Work required:
Copy the records from the top through the line containing "[(112, 23)]", requests included, shifting every keypoint coordinate in the answers by adding 21 to each number. Omit the pictures.

Entries:
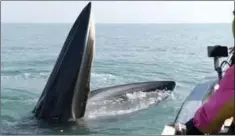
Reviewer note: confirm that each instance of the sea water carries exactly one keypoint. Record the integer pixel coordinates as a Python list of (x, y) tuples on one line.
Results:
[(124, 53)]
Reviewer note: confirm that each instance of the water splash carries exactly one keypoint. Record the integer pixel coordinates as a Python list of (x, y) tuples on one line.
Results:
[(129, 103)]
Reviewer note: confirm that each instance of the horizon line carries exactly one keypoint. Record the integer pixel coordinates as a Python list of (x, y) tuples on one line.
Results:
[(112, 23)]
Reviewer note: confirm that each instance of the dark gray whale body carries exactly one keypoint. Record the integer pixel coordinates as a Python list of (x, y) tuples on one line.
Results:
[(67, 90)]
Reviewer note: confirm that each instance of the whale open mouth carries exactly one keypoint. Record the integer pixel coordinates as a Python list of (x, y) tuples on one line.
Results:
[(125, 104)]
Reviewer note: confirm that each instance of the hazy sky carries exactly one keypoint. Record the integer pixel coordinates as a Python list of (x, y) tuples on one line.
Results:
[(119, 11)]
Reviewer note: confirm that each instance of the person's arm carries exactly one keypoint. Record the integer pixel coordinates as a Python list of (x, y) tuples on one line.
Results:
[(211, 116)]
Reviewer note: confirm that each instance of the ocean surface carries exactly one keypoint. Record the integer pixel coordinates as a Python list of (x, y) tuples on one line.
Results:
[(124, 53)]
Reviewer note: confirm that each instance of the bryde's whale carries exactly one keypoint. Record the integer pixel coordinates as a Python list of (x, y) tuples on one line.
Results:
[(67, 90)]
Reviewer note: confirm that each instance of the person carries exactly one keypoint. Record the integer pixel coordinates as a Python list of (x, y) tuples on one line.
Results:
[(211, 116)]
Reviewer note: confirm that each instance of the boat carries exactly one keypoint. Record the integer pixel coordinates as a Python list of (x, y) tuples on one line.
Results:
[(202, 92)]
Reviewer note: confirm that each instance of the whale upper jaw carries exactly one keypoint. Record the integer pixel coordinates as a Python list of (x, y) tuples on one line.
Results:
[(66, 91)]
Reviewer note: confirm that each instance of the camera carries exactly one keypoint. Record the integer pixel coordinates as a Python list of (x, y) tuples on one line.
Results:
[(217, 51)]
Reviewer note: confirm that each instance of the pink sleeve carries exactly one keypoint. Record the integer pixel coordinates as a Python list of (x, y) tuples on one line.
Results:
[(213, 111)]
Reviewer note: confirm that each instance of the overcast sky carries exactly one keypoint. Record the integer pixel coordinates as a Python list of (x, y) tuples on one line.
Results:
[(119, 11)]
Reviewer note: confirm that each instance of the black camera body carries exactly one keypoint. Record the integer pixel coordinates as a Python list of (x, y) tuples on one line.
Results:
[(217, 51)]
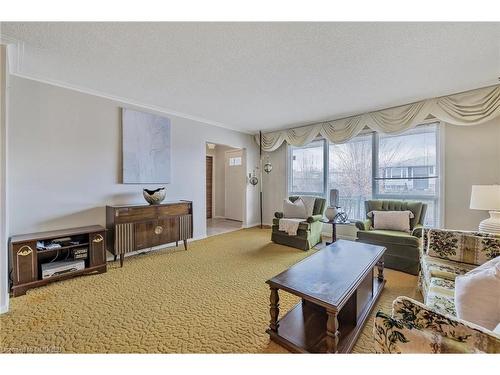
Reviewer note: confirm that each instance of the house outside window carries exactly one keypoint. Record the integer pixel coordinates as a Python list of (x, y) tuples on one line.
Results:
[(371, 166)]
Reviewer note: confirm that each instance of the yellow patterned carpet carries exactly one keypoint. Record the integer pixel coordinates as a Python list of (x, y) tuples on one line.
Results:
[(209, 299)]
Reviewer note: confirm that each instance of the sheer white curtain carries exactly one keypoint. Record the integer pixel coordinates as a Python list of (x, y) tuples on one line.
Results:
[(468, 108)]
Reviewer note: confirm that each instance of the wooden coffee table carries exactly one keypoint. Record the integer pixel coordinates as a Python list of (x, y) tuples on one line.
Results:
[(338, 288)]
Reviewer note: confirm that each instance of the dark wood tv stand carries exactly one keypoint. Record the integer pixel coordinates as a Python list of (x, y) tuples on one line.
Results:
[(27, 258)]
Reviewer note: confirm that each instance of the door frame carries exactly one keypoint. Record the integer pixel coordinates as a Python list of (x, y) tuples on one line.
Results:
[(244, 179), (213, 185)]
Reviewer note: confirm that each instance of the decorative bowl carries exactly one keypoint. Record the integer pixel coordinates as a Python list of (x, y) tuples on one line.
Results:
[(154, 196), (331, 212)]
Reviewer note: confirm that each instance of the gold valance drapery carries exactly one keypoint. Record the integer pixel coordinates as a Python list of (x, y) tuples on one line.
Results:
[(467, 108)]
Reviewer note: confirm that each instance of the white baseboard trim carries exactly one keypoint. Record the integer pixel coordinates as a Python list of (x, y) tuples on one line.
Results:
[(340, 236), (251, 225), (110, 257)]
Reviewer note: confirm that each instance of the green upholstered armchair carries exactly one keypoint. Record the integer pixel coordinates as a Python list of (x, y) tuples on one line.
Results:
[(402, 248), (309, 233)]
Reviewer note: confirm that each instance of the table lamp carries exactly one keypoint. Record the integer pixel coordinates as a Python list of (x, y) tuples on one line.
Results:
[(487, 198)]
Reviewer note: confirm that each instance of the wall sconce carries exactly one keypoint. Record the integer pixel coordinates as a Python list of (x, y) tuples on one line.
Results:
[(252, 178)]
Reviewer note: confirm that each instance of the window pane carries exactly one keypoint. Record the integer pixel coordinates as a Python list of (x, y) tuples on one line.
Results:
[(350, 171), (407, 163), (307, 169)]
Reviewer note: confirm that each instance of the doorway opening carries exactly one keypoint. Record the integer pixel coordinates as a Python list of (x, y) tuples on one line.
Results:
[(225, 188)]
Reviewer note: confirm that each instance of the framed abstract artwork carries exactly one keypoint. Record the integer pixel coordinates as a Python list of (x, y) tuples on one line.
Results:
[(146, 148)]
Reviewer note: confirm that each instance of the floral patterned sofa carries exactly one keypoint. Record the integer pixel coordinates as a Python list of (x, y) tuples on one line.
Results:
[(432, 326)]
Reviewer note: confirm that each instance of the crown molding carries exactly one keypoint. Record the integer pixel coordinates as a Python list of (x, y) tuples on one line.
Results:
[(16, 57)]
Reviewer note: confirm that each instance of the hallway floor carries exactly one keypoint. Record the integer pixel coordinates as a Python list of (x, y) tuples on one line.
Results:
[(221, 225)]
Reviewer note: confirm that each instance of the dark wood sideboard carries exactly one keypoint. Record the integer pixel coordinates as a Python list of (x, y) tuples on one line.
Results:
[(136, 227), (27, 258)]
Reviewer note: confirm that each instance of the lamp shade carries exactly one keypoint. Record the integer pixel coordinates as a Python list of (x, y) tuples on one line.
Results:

Expected answer:
Reviewer note: confirm that each instance of the sea water carries exactly one keypoint. Record the integer pixel coordinates as a Python list of (x, y) tuples on one line.
Results:
[(145, 74)]
Reviewer note: confirm that each instance of the water splash carries exactly one keypoint. Record the integer pixel coordinates as a Python list of (x, y) tuples on one line.
Results:
[(150, 124)]
Reviewer note: confirm that each instance of the horizon line carries exactly one keypoint. Record the integer pixel coordinates as a Python list of (x, y) tuples on one line.
Results:
[(133, 44)]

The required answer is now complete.